_Work to be completed:_
Update the listing below by changing every "split by a comma" to "separated by a comma" and leaving all other text as it is.

[Entries from a pointing dataset]
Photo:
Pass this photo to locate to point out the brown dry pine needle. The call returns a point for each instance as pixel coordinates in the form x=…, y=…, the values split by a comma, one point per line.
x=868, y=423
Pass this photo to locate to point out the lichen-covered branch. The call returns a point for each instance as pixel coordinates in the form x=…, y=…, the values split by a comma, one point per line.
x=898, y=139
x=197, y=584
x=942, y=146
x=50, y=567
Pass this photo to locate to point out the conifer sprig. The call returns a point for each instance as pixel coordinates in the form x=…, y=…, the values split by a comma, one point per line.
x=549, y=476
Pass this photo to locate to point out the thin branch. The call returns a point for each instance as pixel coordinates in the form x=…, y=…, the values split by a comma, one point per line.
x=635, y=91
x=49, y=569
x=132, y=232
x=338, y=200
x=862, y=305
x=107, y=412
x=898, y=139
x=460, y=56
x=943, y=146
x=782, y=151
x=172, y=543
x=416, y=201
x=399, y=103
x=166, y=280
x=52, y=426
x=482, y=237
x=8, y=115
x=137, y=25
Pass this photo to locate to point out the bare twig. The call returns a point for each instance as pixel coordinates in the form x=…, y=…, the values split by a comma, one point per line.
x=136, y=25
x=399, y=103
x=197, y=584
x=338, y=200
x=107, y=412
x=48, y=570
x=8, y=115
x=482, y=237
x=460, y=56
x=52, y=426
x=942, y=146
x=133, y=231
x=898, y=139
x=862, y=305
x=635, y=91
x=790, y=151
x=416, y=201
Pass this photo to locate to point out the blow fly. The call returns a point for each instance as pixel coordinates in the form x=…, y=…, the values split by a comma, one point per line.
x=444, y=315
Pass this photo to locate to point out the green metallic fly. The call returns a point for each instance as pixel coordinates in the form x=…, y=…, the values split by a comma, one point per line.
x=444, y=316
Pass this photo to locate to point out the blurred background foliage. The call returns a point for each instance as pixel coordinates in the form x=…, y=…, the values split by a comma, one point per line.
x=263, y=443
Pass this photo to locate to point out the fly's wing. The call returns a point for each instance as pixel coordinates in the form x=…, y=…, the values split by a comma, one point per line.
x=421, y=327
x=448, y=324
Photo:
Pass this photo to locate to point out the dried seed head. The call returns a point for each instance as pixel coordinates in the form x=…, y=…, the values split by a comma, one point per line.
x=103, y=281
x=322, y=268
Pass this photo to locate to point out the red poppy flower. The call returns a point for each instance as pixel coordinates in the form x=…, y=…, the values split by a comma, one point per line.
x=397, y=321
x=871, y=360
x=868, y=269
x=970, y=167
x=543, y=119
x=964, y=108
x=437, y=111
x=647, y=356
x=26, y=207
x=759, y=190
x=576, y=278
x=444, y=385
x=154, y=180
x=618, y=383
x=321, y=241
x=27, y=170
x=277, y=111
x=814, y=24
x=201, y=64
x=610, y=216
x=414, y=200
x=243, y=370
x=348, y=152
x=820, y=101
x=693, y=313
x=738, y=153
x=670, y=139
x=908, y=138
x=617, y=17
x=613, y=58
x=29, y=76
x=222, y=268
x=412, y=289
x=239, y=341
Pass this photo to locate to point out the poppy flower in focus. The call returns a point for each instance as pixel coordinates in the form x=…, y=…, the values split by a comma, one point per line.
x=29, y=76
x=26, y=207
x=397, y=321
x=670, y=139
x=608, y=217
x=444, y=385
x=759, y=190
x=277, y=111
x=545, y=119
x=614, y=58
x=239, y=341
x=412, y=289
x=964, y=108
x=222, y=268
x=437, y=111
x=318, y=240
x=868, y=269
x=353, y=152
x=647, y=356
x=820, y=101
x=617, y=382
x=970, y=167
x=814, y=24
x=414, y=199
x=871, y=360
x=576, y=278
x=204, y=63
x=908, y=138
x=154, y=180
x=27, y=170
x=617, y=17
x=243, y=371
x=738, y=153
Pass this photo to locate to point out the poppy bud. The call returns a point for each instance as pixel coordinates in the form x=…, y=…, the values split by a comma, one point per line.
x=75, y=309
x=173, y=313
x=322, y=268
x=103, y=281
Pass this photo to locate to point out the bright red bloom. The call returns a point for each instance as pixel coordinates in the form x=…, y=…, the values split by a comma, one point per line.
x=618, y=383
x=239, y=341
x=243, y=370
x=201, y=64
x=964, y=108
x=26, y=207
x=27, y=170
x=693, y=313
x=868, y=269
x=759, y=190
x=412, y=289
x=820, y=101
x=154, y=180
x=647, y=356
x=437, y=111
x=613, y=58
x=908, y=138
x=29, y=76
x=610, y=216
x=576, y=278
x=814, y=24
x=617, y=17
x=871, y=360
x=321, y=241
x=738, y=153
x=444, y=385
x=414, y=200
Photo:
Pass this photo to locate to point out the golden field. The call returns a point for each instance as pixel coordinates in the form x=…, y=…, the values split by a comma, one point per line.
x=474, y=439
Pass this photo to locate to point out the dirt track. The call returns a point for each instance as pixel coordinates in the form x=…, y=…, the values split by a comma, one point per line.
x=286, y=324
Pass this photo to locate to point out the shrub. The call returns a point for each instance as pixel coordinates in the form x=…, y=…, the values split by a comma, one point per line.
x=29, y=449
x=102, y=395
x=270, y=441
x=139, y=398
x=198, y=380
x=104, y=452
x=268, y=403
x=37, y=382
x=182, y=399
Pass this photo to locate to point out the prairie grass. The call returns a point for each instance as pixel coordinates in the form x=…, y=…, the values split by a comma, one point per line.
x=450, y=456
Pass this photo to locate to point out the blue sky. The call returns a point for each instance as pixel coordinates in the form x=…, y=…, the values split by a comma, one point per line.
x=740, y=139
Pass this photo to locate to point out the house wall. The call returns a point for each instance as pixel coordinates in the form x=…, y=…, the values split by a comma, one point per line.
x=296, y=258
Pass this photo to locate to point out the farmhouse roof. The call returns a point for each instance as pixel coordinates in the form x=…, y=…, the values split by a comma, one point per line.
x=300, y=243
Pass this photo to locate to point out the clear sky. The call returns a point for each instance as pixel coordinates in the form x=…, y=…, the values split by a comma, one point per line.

_Solution to this exercise:_
Photo:
Pass this photo to locate to point out the brown dry pine needle. The call returns a point for each instance as pixel coordinates in the form x=…, y=…, the values separated by a comma, one point per line.
x=868, y=423
Pass this photo to locate to point out the lichen-covered branch. The call returns a point for each instance as pixel coordinates in the form x=…, y=…, the values separated by a comma, one point per line.
x=898, y=139
x=197, y=584
x=942, y=146
x=50, y=567
Pass this photo to locate to point out the conifer sprig. The call returns a point for each instance as pixel coordinates in the form x=…, y=…, the values separated by a comma, one point per line.
x=549, y=476
Pass this photo to locate to point out the thin branch. The call returns a point for each instance as pixel coordinates in the form x=…, y=…, the values separated by a comma, one point per line.
x=635, y=91
x=49, y=569
x=132, y=232
x=338, y=200
x=862, y=305
x=107, y=412
x=898, y=139
x=460, y=56
x=943, y=146
x=782, y=151
x=172, y=543
x=416, y=201
x=399, y=103
x=166, y=280
x=52, y=426
x=482, y=237
x=8, y=115
x=137, y=25
Pass this photo to locate to point out the bare twig. The call returns a point for each instance as pixel coordinates in the form x=…, y=…, the values separated by a comma, one point per line.
x=136, y=25
x=399, y=103
x=197, y=584
x=338, y=200
x=107, y=412
x=48, y=570
x=8, y=115
x=482, y=237
x=460, y=56
x=52, y=426
x=942, y=146
x=133, y=231
x=898, y=139
x=862, y=305
x=635, y=91
x=790, y=151
x=416, y=201
Pass this photo to locate to point out the blow fly. The call returns a point for each instance as pixel coordinates in the form x=…, y=…, the values separated by a comma, one point per line.
x=444, y=315
Pass this photo to locate to point out the green metallic fly. The call returns a point for each instance as pixel coordinates in the form x=…, y=…, the values separated by a comma, one point per line.
x=444, y=316
Pass this photo to locate to point out the blurred background foliage. The call returns a point for each instance as pixel coordinates in the form x=…, y=…, the values separated by a comma, one point per line.
x=263, y=443
Pass this photo to locate to point out the fly's wing. The call returns a point for each instance as pixel coordinates in the form x=…, y=…, the values separated by a comma, one point per line.
x=421, y=327
x=448, y=324
Photo:
Pass this photo to locate to point out the dried seed head. The call returns a point for each instance as pixel coordinates in the form x=…, y=…, the values separated by a comma, one point per line.
x=103, y=281
x=322, y=268
Pass this photo to locate to point out the red poppy flower. The call returns a point for each instance as pixel coordinates in the form x=…, y=…, the values separated by a comma, one point per line.
x=397, y=321
x=871, y=360
x=868, y=269
x=970, y=167
x=543, y=119
x=964, y=108
x=437, y=111
x=647, y=356
x=26, y=207
x=759, y=190
x=576, y=278
x=444, y=385
x=154, y=180
x=618, y=383
x=321, y=241
x=27, y=170
x=277, y=111
x=814, y=24
x=201, y=64
x=610, y=216
x=414, y=200
x=243, y=370
x=348, y=152
x=820, y=101
x=693, y=313
x=738, y=153
x=670, y=139
x=908, y=138
x=617, y=17
x=613, y=58
x=29, y=76
x=222, y=268
x=412, y=289
x=239, y=341
Pass this photo to locate to point out the poppy flower in focus. The call returns a point for each instance as pixel coordinates in the form x=…, y=…, the values separated by a comma, one point per line.
x=29, y=76
x=26, y=207
x=397, y=321
x=670, y=139
x=608, y=217
x=444, y=385
x=759, y=190
x=277, y=111
x=545, y=119
x=614, y=58
x=239, y=341
x=412, y=289
x=964, y=108
x=222, y=268
x=437, y=111
x=318, y=240
x=868, y=269
x=353, y=152
x=647, y=356
x=820, y=101
x=617, y=382
x=970, y=167
x=814, y=24
x=414, y=199
x=871, y=360
x=576, y=278
x=204, y=63
x=908, y=138
x=154, y=180
x=27, y=170
x=617, y=17
x=243, y=371
x=738, y=153
Pass this photo to locate to point out the poppy bud. The call returns a point for each instance as pixel coordinates in the form x=…, y=…, the values separated by a comma, one point per line.
x=75, y=309
x=173, y=313
x=322, y=268
x=103, y=281
Pass this photo to locate to point out the bright red bloom. The call returns a point for each instance as pixel coordinates in the form x=…, y=…, the values separated by a comma, one point per line.
x=618, y=383
x=239, y=341
x=243, y=370
x=201, y=64
x=964, y=108
x=26, y=207
x=27, y=170
x=693, y=313
x=868, y=269
x=759, y=190
x=412, y=289
x=820, y=101
x=154, y=180
x=647, y=356
x=437, y=111
x=613, y=58
x=908, y=138
x=29, y=76
x=610, y=216
x=576, y=278
x=814, y=24
x=617, y=17
x=871, y=360
x=321, y=241
x=738, y=153
x=444, y=385
x=414, y=200
Photo:
Pass this photo to locate to point out the golden field. The call returns a point for each instance as pixel coordinates in the form x=…, y=…, the values separated by a comma, one point per line.
x=474, y=439
Pass this photo to locate to point out the dirt track. The call returns a point for each instance as pixel coordinates in the form x=…, y=…, the values separated by a comma, one point per line.
x=286, y=324
Pass this photo to locate to point out the shrub. The call returns a point for each instance as pixel coordinates in the form x=…, y=…, the values separated by a comma, one point per line.
x=29, y=449
x=102, y=395
x=270, y=441
x=139, y=398
x=198, y=380
x=104, y=452
x=268, y=403
x=37, y=382
x=182, y=399
Pass this photo to locate to point out the prairie grass. The call returns a point for each instance as pixel coordinates in the form x=…, y=…, the values separated by a comma, one point per line.
x=450, y=456
Pass this photo to locate to point out the blue sky. The call returns a point for each instance as pixel coordinates in the form x=…, y=…, the values separated by a comma, one point per line.
x=740, y=139
Pass this photo to locate to point out the house wall. The call returns a point for each instance as pixel coordinates in the form x=…, y=…, the values separated by a comma, one point per line.
x=296, y=258
Pass this photo to locate to point out the farmhouse roof. The call returns a point for each instance as pixel coordinates in the form x=…, y=…, the values separated by a comma, one point per line.
x=300, y=243
Pass this photo to locate to point out the clear sky. The call returns a point for each instance as pixel coordinates in the form x=…, y=…, the values separated by a comma, one point per line.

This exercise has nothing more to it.